# start of Given information
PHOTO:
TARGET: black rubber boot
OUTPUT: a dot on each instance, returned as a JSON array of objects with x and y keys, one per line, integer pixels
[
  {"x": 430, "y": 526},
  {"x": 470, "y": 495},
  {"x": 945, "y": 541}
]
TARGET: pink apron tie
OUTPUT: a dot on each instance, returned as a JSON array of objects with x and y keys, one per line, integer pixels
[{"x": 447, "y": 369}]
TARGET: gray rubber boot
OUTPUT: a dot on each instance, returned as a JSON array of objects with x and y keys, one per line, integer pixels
# end of Given information
▶ Do this:
Can you rewrite all the rows above, replacing "rubber boot" with "rain boot" everywhere it occurs and leaving everything else unchanged?

▶ Answer to the exercise:
PHOTO:
TARGET: black rain boot
OUTPUT: a dot on each instance, returned as a JSON array of objects with x and y keys, one per line, integer pixels
[
  {"x": 430, "y": 526},
  {"x": 470, "y": 495},
  {"x": 945, "y": 541}
]
TARGET: pink apron tie
OUTPUT: a dot on each instance, returned as a JSON array of objects with x and y keys, one per line, integer pixels
[{"x": 447, "y": 369}]
TARGET: gray rain boot
OUTPUT: a dot on each instance, returned as a JSON array of objects with x and y keys, one per line, integer pixels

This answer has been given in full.